**** Page excerpt ****

After several days as a powerful typhoon, Fengshen began a weakening trend due to decreased outflow and dry air. It weakened below super typhoon status after being at that intensity for five days. On July 24, Fengshen turned more to the west while passing to the south of mainland Japan, and the next day it weakened below typhoon intensity. At 1145 UTC on July 25, Fengshen made landfall on Yakushima in Japan's Ōsumi Islands, while a severe tropical storm. The next day, the storm passed a short distance southwest of Jeju Island offshore South Korea. After entering the Yellow Sea, Fengshen weakened into a tropical depression, and on July 27 the JTWC discontinued advisories, after much of the convection had dissipated. The JMA continued tracking the system, and Fengshen made landfall on China's Shandong Peninsula late on July 27. The next day, the depression dissipated over the Bohai Sea.

**** Data extracts ****

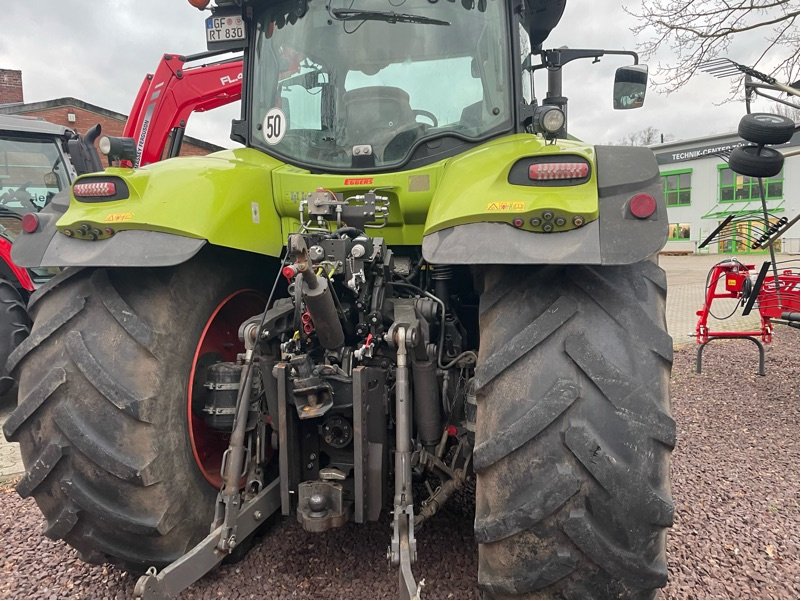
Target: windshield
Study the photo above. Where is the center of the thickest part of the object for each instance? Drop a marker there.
(31, 172)
(358, 83)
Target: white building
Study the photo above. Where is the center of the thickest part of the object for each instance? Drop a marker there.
(701, 191)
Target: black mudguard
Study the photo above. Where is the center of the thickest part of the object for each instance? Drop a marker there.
(615, 238)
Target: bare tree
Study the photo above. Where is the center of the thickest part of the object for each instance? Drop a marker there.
(785, 111)
(644, 137)
(699, 30)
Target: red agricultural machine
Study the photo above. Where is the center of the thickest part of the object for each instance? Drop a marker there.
(774, 290)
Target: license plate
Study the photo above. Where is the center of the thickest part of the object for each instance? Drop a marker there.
(225, 29)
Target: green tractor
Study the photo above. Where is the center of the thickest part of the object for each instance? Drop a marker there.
(409, 281)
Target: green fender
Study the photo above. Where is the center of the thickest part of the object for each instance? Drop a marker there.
(224, 198)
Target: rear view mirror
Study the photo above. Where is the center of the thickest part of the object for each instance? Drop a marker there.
(630, 85)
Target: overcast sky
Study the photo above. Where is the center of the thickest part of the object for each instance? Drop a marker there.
(100, 51)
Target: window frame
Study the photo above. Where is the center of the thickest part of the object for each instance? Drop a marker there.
(678, 228)
(678, 190)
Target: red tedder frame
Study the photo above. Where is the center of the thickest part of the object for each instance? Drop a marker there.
(776, 298)
(168, 96)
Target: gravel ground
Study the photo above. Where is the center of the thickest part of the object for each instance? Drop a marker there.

****

▸ Problem set
1. In the account of Typhoon Fengshen, what island was the storm hitting when it made landfall at 1145 UTC on July 25?
2. Carry on the account of Typhoon Fengshen's track, starting after its final sentence.

▸ Task-by-task outputs
1. Yakushima, in Japan's Ōsumi Islands

2.
==Preparations and impact==
Before Fengshen affected Japan, airline officials canceled more than 30 flights, and train and bus service was also interrupted. Along the coast of Kyushu, Fengshen washed a freighter onshore and split it in two, which was traveling from New Orleans, Louisiana to Kagoshima Prefecture. Four people were drowned while escaping the broken vessel, while the remaining crew of 19 were rescued. The typhoon produced strong winds and heavy rain in the country. A station in Miyazaki Prefecture reported the highest rainfall in Japan with a total of 717 mm. Most of the precipitation fell in a 24‑hour period, and the heaviest 1 hour total was 52 mm in Taira, Toyama. The highest winds in Japan was 101 km/h (63 mph) recorded in Kōchi Prefecture. The storm left about 8,200 homes in Kagoshima Prefecture without power. High rainfall caused at least six mudslides, one of which damaged a county road. A total of 20 homes were damaged in the country, and 200 families were evacuated. High rains damaged 5,699 hectares (14,083 acres) of crop fields, totaling $4 million (¥475 million 2002 JPY). Fengshen killed one person and severely injured another person in the country.

The remnants of Fengshen produced heavy rainfall in northeastern China. The storm affected the capital city of Beijing, becoming the first storm to produce significant impact there since Typhoon Rita in 1972. In a two-day period, a station in the city reported 41.4 mm of rainfall. The heaviest rainfall was in Jilin province, where 104.9 mm was recorded in Yushu.